»»

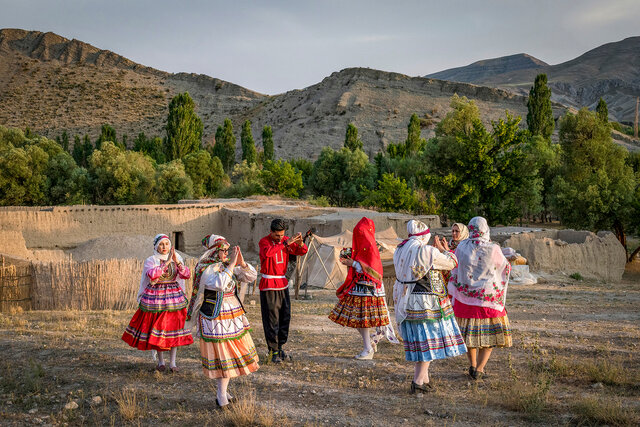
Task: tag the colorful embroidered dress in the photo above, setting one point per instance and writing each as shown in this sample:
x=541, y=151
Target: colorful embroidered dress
x=423, y=311
x=158, y=324
x=362, y=298
x=478, y=287
x=216, y=313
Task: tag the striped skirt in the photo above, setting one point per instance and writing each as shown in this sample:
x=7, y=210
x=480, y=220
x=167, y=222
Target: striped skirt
x=426, y=341
x=158, y=324
x=490, y=332
x=363, y=307
x=229, y=358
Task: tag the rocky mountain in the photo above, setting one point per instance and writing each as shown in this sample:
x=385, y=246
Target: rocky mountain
x=487, y=68
x=52, y=84
x=611, y=71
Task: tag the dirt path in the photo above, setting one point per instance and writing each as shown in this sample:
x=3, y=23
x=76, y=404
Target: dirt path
x=574, y=360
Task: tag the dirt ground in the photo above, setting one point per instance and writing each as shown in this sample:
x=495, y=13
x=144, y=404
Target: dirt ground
x=574, y=362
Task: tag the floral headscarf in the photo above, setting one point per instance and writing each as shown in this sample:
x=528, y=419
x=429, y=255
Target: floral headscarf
x=482, y=275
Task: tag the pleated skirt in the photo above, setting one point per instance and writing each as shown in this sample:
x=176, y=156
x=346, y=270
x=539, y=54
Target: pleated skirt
x=427, y=341
x=489, y=332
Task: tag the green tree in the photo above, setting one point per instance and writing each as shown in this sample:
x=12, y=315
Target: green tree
x=67, y=183
x=546, y=157
x=247, y=180
x=281, y=177
x=206, y=173
x=225, y=145
x=152, y=147
x=475, y=172
x=602, y=111
x=247, y=143
x=120, y=177
x=391, y=195
x=22, y=175
x=351, y=140
x=305, y=166
x=341, y=175
x=540, y=115
x=594, y=188
x=184, y=128
x=172, y=182
x=267, y=143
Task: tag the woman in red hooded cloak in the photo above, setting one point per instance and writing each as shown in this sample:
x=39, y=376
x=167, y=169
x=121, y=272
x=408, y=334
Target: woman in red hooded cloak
x=361, y=302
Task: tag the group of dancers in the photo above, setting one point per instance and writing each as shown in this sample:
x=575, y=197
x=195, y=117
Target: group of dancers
x=449, y=299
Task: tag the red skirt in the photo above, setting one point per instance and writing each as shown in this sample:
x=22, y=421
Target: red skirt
x=159, y=331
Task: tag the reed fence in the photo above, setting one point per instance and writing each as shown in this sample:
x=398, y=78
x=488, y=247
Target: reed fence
x=91, y=285
x=15, y=286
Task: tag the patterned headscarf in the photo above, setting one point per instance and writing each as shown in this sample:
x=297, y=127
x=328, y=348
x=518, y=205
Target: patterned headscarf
x=417, y=229
x=213, y=243
x=482, y=276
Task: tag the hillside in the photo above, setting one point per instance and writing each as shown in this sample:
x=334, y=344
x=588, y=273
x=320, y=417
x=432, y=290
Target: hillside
x=51, y=84
x=611, y=71
x=489, y=67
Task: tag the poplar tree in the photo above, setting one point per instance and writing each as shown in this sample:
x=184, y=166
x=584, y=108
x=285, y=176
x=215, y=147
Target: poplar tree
x=225, y=145
x=540, y=115
x=247, y=143
x=184, y=128
x=267, y=143
x=351, y=140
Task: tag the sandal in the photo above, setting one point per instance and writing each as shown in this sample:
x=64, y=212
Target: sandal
x=421, y=388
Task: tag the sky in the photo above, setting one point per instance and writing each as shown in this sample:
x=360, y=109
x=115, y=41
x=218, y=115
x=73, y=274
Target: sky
x=275, y=46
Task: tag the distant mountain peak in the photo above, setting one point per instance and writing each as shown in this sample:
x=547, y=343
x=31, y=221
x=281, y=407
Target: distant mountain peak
x=489, y=67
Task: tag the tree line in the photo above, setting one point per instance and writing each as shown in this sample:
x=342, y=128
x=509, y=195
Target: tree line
x=507, y=172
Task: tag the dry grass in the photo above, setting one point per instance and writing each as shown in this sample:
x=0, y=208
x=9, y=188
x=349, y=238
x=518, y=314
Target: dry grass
x=595, y=411
x=247, y=412
x=130, y=405
x=577, y=366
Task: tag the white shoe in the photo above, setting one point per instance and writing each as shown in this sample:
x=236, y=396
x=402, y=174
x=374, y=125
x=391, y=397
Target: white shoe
x=366, y=354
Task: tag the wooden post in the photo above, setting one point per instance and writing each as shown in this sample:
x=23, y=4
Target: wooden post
x=299, y=269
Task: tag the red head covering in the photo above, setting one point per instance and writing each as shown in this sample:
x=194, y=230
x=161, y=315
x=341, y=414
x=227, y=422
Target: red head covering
x=365, y=251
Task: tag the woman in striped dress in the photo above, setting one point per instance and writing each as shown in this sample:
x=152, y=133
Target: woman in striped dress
x=217, y=315
x=423, y=311
x=478, y=287
x=158, y=324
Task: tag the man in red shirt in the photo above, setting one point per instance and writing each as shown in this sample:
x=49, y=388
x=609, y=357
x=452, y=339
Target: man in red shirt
x=275, y=303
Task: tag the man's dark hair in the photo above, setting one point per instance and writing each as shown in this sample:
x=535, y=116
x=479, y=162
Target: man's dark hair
x=278, y=224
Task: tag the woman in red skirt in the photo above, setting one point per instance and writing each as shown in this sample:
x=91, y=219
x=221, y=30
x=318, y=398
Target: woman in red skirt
x=158, y=324
x=362, y=302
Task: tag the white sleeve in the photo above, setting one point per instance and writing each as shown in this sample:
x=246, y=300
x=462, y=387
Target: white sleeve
x=357, y=266
x=149, y=263
x=215, y=280
x=444, y=261
x=246, y=275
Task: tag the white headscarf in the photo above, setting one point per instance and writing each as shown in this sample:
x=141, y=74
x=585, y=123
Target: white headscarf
x=156, y=242
x=155, y=260
x=412, y=260
x=482, y=275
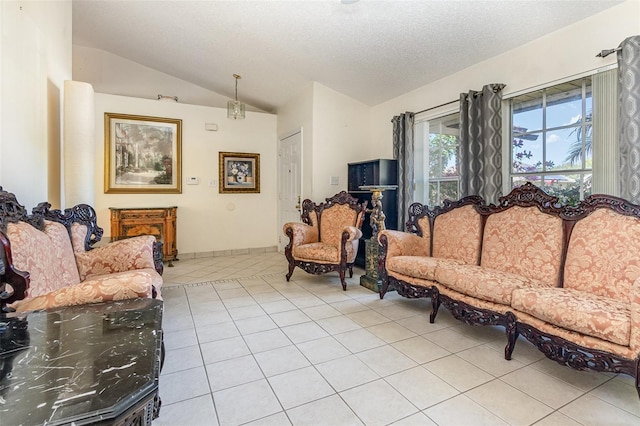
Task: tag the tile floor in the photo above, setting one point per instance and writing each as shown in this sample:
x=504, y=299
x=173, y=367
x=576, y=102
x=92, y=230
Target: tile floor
x=246, y=347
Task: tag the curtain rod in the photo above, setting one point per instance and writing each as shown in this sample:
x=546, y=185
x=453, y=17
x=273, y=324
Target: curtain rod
x=438, y=106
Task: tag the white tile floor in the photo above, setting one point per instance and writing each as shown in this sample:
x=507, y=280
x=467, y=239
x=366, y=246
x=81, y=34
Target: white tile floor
x=246, y=347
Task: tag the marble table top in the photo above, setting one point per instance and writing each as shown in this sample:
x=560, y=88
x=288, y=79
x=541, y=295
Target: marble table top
x=78, y=364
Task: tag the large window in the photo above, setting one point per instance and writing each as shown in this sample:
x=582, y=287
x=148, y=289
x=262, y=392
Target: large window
x=551, y=139
x=437, y=171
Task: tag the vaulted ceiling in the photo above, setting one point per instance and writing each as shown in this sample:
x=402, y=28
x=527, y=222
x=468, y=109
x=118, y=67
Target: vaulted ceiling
x=372, y=51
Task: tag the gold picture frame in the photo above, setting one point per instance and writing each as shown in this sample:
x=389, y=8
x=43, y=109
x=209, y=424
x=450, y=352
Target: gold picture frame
x=238, y=172
x=142, y=154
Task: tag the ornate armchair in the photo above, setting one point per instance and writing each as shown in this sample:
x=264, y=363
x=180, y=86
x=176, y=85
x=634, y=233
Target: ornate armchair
x=328, y=239
x=47, y=259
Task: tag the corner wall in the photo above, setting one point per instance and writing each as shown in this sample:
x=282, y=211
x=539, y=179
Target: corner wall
x=207, y=221
x=36, y=60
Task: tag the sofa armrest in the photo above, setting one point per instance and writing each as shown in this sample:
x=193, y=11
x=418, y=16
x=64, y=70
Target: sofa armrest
x=300, y=233
x=404, y=244
x=634, y=309
x=117, y=256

««

SET TASK -> Reproduce the listing above word for word, but leave out the pictures.

SOLUTION BELOW ->
Task: tag the colorful embroidered dress in the photo above, setting one point per instance and writing each as shown in this sample:
x=541, y=151
Target: colorful embroidered dress
x=423, y=311
x=158, y=324
x=362, y=298
x=478, y=287
x=216, y=313
Task: tag the striped skirt in the photo above, setting one point per instance and writing each as shown in this sample:
x=7, y=210
x=480, y=220
x=167, y=222
Target: striped skirt
x=426, y=341
x=158, y=324
x=490, y=332
x=363, y=307
x=229, y=358
Task: tag the rocky mountain in the photo above, setting one point per instance and writing each as shown in this sample:
x=385, y=246
Target: rocky mountain
x=487, y=68
x=52, y=84
x=611, y=71
Task: tag the dirt path in the photo above, setting one point per instance and writing each as shown in this sample:
x=3, y=23
x=76, y=404
Target: dirt path
x=574, y=360
Task: tag the dirt ground in the photo above, setting one point per instance and writing each as shown in this sample:
x=495, y=13
x=144, y=404
Target: dirt ground
x=574, y=362
Task: tag the floral headscarf in the photo above, setting one point per instance and writing each as shown in this sample:
x=528, y=419
x=429, y=255
Target: floral headscarf
x=482, y=275
Task: tag the pleated skirt in the photo above, setting one point per instance and writing each as shown in this sample:
x=176, y=156
x=346, y=270
x=539, y=54
Target: pleated skirt
x=427, y=341
x=489, y=332
Task: tag the green tree in the photo above, setting one point per instance and writing each as shown in this sample:
x=12, y=315
Target: green tree
x=67, y=183
x=546, y=157
x=247, y=180
x=281, y=177
x=206, y=173
x=225, y=145
x=152, y=147
x=475, y=172
x=602, y=111
x=247, y=143
x=120, y=177
x=391, y=195
x=22, y=175
x=351, y=140
x=305, y=166
x=341, y=175
x=540, y=115
x=594, y=188
x=184, y=128
x=172, y=182
x=267, y=143
Task: tag the woman in red hooded cloak in the photo above, setting one point per instance and writing each as shown in this sample:
x=39, y=376
x=167, y=169
x=121, y=272
x=408, y=334
Target: woman in red hooded cloak
x=361, y=302
Task: tag the group of dancers in the photo above, setting one point per instance and writing each as shown in this sample:
x=575, y=197
x=195, y=117
Target: group of dancers
x=449, y=299
Task: tag the red skirt in the photo above, setting one point per instance and writing each as shown in this sample:
x=22, y=421
Target: red skirt
x=159, y=331
Task: tag the reed fence in the photo above, setting one point per instance and writing each as shown in this sample:
x=398, y=78
x=488, y=247
Target: reed fence
x=91, y=285
x=15, y=286
Task: tag the patterned headscarf in the photo above, setting one point per instance and writing each as shown in this sample:
x=297, y=127
x=328, y=348
x=518, y=205
Target: patterned headscarf
x=417, y=229
x=213, y=243
x=482, y=276
Task: tag the hillside in the photo above, setting one point per instance and writing each as shown in this sample:
x=334, y=344
x=588, y=273
x=320, y=417
x=432, y=290
Target: hillside
x=51, y=84
x=611, y=71
x=489, y=67
Task: tag the poplar tree in the photo above, setting one point per instance and writing each as shown in this sample:
x=184, y=166
x=584, y=108
x=285, y=176
x=215, y=147
Target: poplar tree
x=225, y=145
x=540, y=115
x=247, y=143
x=184, y=128
x=267, y=143
x=351, y=140
Task: tag the sandal in the photo above, setting one point per instance and writing each as shown in this sample:
x=64, y=212
Target: sandal
x=421, y=388
Task: tag the sky in the photo above, setting one point per instance and writing each as shown in this sample:
x=360, y=109
x=115, y=41
x=218, y=115
x=73, y=274
Target: sky
x=275, y=46
Task: tag the distant mountain peak in the photo above, setting one point per instance and writing each as shown in this sample:
x=547, y=343
x=31, y=221
x=281, y=407
Target: distant mountain peak
x=489, y=67
Task: tag the tree line in the photo above, setting one point per instance and writing each as shown in this sample:
x=342, y=128
x=509, y=195
Target: tree line
x=507, y=172
Task: tag the dry grass in the photo above, setting one point per instance and writing each as shown in this sample:
x=0, y=208
x=9, y=188
x=349, y=238
x=518, y=314
Target: dry grass
x=595, y=411
x=247, y=412
x=130, y=405
x=577, y=366
Task: tag the white shoe in the photo above, setting one point per instance and writing each as shown in this sample:
x=236, y=396
x=402, y=174
x=374, y=125
x=391, y=397
Target: white shoe
x=366, y=354
Task: tag the wooden post in the photo above, setting one point per instance and writing each as shown in this sample:
x=23, y=4
Target: wooden post
x=299, y=269
Task: tag the red head covering in the photo above, setting one point per instance and writing each as shown in this sample:
x=194, y=230
x=161, y=315
x=341, y=414
x=227, y=422
Target: red head covering
x=365, y=251
Task: tag the woman in striped dress in the photo above, setting one point per instance and writing each as shown in this sample:
x=152, y=133
Target: woman in striped dress
x=217, y=315
x=423, y=311
x=478, y=287
x=158, y=324
Task: tag the man in red shirt in the photo above, setting one point per instance and writing each as shown in this sample:
x=49, y=388
x=609, y=357
x=452, y=339
Target: man in red shirt
x=275, y=303
Task: tag the man's dark hair in the photo above, setting one point per instance and writing each as shown in this sample:
x=535, y=116
x=479, y=162
Target: man's dark hair
x=278, y=224
Task: tag the woman in red skirt in the photo above, setting one point per instance and writing each as shown in this sample:
x=91, y=219
x=221, y=30
x=318, y=398
Target: woman in red skirt
x=158, y=324
x=362, y=302
Task: tag the white sleeve in the photo above, setting one point per instance and writing each as shown in this sample:
x=246, y=300
x=462, y=387
Target: white sleeve
x=357, y=266
x=149, y=263
x=215, y=280
x=444, y=261
x=246, y=275
Task: tag the white headscarf in the photo above, setting one point per instance and writing each as shown in this sample:
x=141, y=74
x=585, y=123
Target: white headscarf
x=156, y=242
x=155, y=260
x=412, y=260
x=482, y=275
Task: tag the tile floor in the photo above, setting one point per instance and writing each as shown in this sample:
x=504, y=299
x=173, y=367
x=576, y=102
x=92, y=230
Target: tile floor
x=246, y=347
Task: tag the curtain rod in the photo above, setting one point per instance and writing each as shown in this sample:
x=546, y=185
x=453, y=17
x=273, y=324
Target: curtain rod
x=438, y=106
Task: tag the white tile floor in the photo above, setting one point per instance and writing each as shown in this sample:
x=507, y=280
x=467, y=239
x=366, y=246
x=81, y=34
Target: white tile floor
x=246, y=347
Task: tag the marble table top in the photo above, setting one point per instance and writing each as shown in this sample:
x=560, y=88
x=288, y=79
x=541, y=295
Target: marble table top
x=78, y=364
Task: tag the large window in the photo above, setting one point per instance and writing each as shown in this sample:
x=582, y=287
x=148, y=289
x=262, y=392
Target: large window
x=551, y=139
x=437, y=171
Task: tag the vaulted ceiling in the photo above, setting one point per instance and writing each as shown in this sample:
x=402, y=28
x=527, y=222
x=468, y=109
x=118, y=67
Target: vaulted ceiling
x=372, y=51
Task: tag the gold picture frame in the photo above, setting one point per instance and writing each as shown in this sample:
x=389, y=8
x=43, y=109
x=209, y=424
x=450, y=352
Target: gold picture frame
x=238, y=172
x=142, y=154
Task: tag the ornate armchair in the photo above, setting one point per instance and writing each as shown in this sample:
x=264, y=363
x=180, y=86
x=176, y=85
x=634, y=233
Target: ornate armchair
x=328, y=239
x=47, y=259
Task: tag the corner wall in the photo above, setting one point per instance and writing each as shown in this sample:
x=282, y=211
x=539, y=179
Target: corner wall
x=207, y=221
x=36, y=60
Task: tag the sofa armrest in the photo above, setting one point per instance and writing each as shown in this sample:
x=193, y=11
x=418, y=16
x=64, y=70
Target: sofa armrest
x=300, y=233
x=404, y=244
x=634, y=309
x=117, y=256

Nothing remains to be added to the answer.